> Task instructions
**1.** Based on the project abstract, say whether each statement agrees with it: (a) the project compiled three corpora; (b) the EAP Corpus was collected from undergraduate students; (c) the Chinese articles came from core journals. For each, answer yes or no and quote the deciding words.
**2.** In the project abstract, rewrite the part that opens with the words containing "Data were collected" and closes with "eliminate such problems.", changing "published" to "peer-reviewed".

═══ Text shown

Abstract:
This project aims to develop a corpus-based online learning system to help English majors at HKIEd improve their academic writing by enhancing their ability to better understand the appropriate use of academic lexico-grammatical items. The project involved compiling three distinctive corpora:
An English for Academic Purposes (EAP) Learner Corpus,
An EAP Corpus (collected from professional academic authors),
A Chinese for Academic Purposes (CAP) Corpus.
Data were collected respectively from undergraduate students’ English essays at HKIEd, published international journal articles (Social Science Citation Index (SSCI)) concerning language and education and similar articles in Chinese core journals. The three corpora were analysed both individually and in combination in order to (a) identify students’ recurrent difficulties in using English lexico-grammatical items accurately and appropriately in the EAP Learner Corpus, (b) identify the possible sources of such difficulties by studying the differences and similarities of the relevant lexico-grammatical features in the three corpora, and (c) suggest possible remedies that may serve to reduce or eliminate such problems.

══════
═══ Provided information

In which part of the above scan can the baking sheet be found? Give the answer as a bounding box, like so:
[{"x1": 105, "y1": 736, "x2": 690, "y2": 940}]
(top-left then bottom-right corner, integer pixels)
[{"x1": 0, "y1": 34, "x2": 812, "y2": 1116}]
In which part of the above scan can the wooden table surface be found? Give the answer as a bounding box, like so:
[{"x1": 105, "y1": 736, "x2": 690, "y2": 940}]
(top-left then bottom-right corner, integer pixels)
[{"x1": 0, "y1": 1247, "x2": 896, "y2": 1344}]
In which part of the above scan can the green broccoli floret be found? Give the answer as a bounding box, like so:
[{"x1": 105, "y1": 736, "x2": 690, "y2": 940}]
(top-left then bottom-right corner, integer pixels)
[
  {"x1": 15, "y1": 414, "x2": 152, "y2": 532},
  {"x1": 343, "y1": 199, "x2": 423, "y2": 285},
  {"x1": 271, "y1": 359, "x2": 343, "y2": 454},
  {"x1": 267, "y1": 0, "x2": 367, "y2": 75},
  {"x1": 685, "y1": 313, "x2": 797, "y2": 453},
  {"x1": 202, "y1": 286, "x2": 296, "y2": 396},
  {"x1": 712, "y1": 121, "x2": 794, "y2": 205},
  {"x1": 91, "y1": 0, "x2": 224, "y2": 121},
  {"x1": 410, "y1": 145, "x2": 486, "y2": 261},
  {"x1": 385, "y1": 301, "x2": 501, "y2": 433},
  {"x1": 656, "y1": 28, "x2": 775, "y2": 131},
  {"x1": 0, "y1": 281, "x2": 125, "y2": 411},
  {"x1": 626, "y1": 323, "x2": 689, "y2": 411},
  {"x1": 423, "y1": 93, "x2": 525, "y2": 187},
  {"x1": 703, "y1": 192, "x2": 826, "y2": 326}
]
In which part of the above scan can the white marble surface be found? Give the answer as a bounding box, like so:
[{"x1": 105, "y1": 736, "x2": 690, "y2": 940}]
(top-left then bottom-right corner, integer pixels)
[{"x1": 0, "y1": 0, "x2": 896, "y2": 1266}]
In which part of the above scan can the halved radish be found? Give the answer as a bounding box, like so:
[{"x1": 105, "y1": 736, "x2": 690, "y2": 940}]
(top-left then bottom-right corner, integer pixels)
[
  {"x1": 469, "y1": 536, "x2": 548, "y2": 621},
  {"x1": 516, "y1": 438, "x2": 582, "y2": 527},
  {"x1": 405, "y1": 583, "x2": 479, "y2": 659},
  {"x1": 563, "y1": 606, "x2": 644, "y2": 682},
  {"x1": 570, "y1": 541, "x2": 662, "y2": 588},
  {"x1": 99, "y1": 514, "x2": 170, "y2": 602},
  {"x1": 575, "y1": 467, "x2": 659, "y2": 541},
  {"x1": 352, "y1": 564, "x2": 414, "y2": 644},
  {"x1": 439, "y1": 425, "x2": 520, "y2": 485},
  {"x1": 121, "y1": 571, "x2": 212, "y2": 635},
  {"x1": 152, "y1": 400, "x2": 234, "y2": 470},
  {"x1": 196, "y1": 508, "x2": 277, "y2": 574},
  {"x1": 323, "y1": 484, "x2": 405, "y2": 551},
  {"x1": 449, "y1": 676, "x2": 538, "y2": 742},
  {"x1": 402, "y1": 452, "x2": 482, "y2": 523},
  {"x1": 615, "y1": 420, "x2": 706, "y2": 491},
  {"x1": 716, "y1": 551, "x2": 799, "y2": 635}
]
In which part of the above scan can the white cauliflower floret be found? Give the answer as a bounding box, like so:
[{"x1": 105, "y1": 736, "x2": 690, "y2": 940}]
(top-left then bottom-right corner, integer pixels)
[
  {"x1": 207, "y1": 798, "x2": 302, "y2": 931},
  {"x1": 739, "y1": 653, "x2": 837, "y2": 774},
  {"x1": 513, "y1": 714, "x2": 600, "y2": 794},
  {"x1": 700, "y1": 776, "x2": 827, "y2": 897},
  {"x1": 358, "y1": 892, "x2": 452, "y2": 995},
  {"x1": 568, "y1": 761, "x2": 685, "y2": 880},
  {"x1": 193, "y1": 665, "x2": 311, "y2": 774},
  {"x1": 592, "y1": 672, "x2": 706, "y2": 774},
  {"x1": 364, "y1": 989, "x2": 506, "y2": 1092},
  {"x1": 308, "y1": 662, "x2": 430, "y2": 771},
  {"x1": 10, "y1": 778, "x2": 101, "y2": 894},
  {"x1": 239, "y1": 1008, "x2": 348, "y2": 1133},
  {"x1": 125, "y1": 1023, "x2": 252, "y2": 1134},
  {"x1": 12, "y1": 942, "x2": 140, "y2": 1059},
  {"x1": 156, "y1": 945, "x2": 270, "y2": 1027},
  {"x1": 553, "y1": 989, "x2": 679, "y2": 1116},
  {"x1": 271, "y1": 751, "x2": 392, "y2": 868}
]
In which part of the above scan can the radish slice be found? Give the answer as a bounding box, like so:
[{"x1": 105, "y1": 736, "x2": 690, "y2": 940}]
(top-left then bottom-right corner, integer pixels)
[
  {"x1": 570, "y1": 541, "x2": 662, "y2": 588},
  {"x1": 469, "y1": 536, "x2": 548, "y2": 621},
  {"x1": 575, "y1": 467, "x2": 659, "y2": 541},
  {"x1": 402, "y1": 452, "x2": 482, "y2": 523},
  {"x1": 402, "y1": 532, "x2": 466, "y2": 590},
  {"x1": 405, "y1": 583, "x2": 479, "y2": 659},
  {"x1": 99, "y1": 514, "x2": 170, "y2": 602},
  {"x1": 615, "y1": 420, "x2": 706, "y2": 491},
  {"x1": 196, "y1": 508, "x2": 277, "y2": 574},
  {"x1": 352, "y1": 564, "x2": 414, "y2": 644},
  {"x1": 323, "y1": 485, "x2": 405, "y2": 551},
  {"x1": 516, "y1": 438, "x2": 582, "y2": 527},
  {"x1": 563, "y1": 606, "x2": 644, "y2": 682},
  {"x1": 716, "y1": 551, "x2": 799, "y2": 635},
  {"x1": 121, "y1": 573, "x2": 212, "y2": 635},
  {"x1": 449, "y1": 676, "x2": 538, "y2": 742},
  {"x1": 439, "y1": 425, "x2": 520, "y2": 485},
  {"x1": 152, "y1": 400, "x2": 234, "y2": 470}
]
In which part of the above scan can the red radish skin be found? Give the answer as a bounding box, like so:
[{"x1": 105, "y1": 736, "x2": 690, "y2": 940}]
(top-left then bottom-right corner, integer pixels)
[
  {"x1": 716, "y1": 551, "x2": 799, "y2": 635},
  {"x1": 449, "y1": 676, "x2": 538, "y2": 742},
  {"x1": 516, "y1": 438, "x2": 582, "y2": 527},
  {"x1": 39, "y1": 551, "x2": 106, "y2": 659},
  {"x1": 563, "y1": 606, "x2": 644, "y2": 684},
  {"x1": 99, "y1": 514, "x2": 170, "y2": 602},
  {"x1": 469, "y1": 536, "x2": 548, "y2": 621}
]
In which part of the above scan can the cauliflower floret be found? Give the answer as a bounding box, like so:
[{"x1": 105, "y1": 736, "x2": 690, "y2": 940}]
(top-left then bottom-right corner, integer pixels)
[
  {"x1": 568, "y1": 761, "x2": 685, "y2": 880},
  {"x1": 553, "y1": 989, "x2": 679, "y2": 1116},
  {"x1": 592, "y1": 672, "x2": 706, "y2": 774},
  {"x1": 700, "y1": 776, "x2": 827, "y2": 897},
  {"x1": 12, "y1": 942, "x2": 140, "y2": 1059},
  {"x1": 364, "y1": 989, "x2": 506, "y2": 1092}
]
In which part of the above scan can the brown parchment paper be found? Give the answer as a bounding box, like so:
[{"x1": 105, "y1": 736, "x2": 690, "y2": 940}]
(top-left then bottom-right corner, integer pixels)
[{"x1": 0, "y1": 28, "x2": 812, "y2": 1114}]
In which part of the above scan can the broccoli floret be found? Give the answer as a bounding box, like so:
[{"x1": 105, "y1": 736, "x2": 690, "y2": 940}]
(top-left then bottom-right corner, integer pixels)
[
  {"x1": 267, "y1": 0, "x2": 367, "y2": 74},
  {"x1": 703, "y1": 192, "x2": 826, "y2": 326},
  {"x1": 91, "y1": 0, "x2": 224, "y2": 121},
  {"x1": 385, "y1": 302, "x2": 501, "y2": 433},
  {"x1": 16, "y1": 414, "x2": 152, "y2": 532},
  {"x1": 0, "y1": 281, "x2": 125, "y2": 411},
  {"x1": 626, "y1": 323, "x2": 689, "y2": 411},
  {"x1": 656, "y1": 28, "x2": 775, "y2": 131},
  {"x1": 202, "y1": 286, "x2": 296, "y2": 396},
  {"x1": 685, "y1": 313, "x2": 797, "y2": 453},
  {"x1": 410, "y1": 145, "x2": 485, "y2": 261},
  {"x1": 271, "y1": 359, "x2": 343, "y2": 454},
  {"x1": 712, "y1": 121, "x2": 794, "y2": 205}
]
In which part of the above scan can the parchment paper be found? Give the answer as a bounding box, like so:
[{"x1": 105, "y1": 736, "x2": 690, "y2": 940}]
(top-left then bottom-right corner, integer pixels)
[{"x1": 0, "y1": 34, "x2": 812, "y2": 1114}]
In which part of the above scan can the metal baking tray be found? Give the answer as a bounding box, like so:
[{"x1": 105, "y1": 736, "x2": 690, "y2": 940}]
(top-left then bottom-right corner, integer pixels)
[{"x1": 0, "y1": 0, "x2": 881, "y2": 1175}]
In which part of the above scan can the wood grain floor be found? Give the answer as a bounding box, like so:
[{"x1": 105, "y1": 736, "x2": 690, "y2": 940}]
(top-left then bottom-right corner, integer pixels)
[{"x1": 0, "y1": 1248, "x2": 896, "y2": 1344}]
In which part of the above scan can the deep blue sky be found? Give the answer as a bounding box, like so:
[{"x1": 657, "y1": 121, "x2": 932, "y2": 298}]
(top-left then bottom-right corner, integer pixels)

══════

> Answers to each task
**1.**
(a) Yes: "The project involved compiling three distinctive corpora"
(b) No: "An EAP Corpus (collected from professional academic authors)"
(c) Yes: "similar articles in Chinese core journals"

**2.**
Data were collected respectively from undergraduate students’ English essays at HKIEd, peer-reviewed international journal articles (Social Science Citation Index (SSCI)) concerning language and education and similar articles in Chinese core journals. The three corpora were analysed both individually and in combination in order to (a) identify students’ recurrent difficulties in using English lexico-grammatical items accurately and appropriately in the EAP Learner Corpus, (b) identify the possible sources of such difficulties by studying the differences and similarities of the relevant lexico-grammatical features in the three corpora, and (c) suggest possible remedies that may serve to reduce or eliminate such problems.